## YOUR ASSIGNMENT
Can you reproduce, word for word, the section of the passage on Japan's shrinking EV plans that runs from "Industry Context" up to and including "niche technology [6]."?

## QUOTED PASSAGE
For consumers and markets: US and European buyers will see fewer Japanese EV options. This concentrates market power among Tesla, BYD, Volkswagen, and BMW—reducing competition and potentially raising prices. Japanese suppliers (Denso, Nidec, Sumitomo) that were counting on AFEELA 1 production will face order cancellations and margin pressure.
Industry Context
The AFEELA 1 cancellation sits within a broader contraction of Japanese EV ambitions:
Nissan's pivot: Nissan, which once led global EV sales with the Leaf, has halved its EV investment targets and is now focusing on hybrid and plug-in hybrid models for the mass market [5]. The company admitted in its 2025 earnings call that it "underestimated the cost of battery manufacturing and overestimated consumer demand for premium EVs in developed markets."
Toyota's hydrogen retreat: Toyota spent a decade betting on hydrogen fuel cells as the path to zero-emission vehicles. In 2024, the company acknowledged that hydrogen infrastructure buildout is moving too slowly and announced a $70 billion EV acceleration plan—a de facto admission that hydrogen will remain a niche technology [6].

## EXERCISE DATA
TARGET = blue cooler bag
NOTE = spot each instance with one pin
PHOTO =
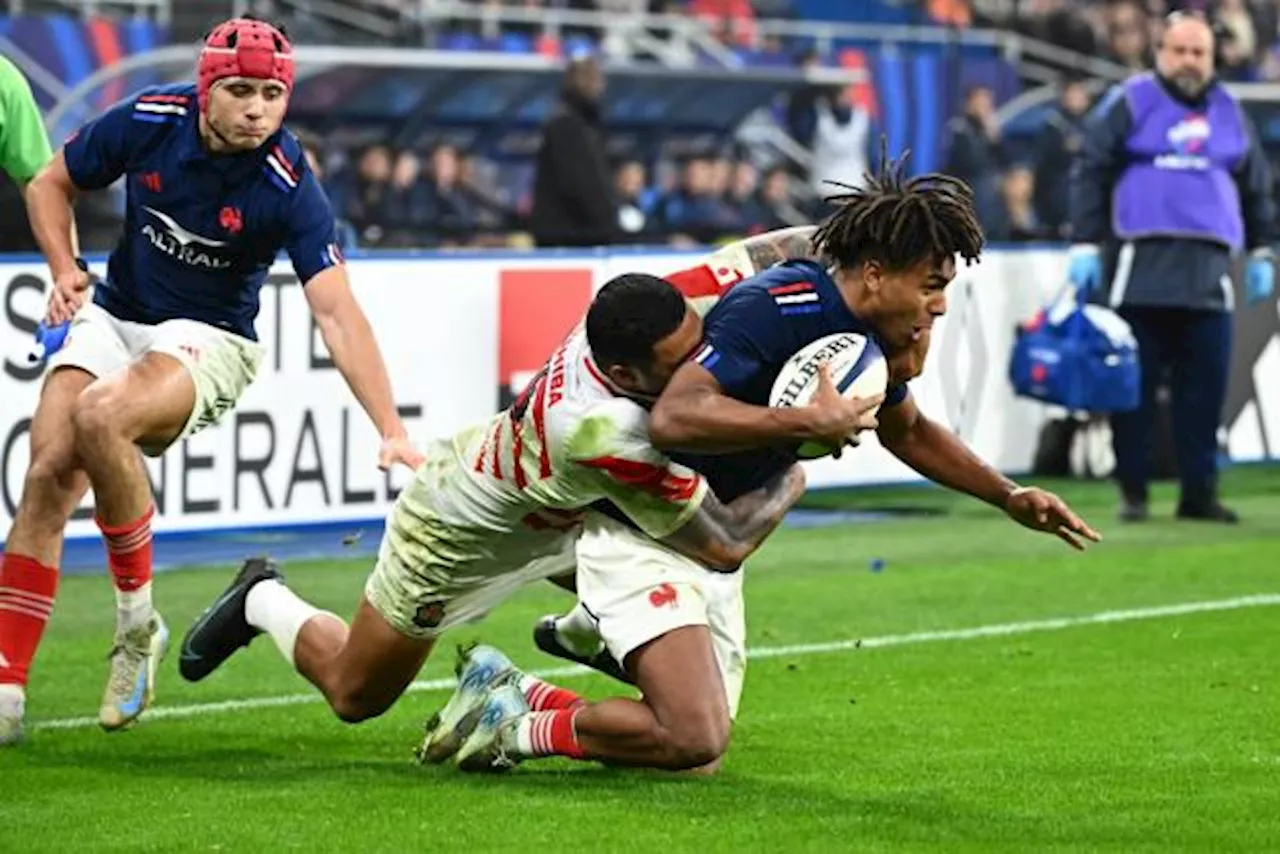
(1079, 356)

...

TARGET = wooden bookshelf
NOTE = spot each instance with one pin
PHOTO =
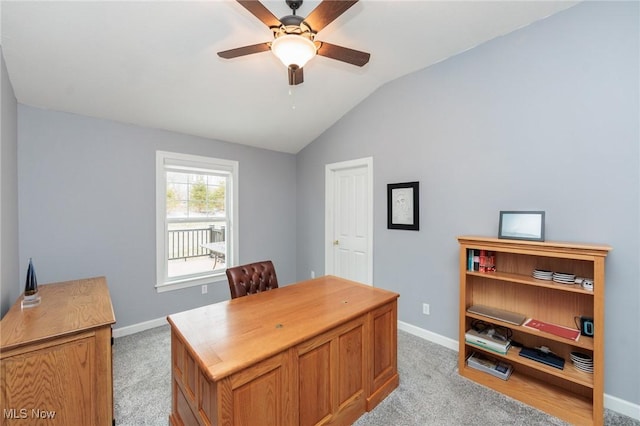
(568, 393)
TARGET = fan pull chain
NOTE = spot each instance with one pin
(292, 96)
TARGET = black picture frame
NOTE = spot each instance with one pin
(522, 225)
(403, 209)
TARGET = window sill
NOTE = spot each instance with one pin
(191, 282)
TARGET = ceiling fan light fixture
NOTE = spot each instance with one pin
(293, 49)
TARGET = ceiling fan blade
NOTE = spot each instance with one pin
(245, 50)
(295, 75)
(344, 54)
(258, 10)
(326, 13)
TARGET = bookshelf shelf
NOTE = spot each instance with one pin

==

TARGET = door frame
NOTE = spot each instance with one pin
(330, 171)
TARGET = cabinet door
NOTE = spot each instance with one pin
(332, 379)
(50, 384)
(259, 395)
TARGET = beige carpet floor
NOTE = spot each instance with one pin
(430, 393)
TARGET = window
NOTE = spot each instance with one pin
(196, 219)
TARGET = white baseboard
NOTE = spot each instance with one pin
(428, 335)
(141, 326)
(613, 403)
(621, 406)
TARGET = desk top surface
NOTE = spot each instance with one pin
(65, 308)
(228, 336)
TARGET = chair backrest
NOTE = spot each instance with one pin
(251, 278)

## REPLY TO THE TASK
Industry Context
The AFEELA 1 cancellation sits within a broader contraction of Japanese EV ambitions:
Nissan's pivot: Nissan, which once led global EV sales with the Leaf, has halved its EV investment targets and is now focusing on hybrid and plug-in hybrid models for the mass market [5]. The company admitted in its 2025 earnings call that it "underestimated the cost of battery manufacturing and overestimated consumer demand for premium EVs in developed markets."
Toyota's hydrogen retreat: Toyota spent a decade betting on hydrogen fuel cells as the path to zero-emission vehicles. In 2024, the company acknowledged that hydrogen infrastructure buildout is moving too slowly and announced a $70 billion EV acceleration plan—a de facto admission that hydrogen will remain a niche technology [6].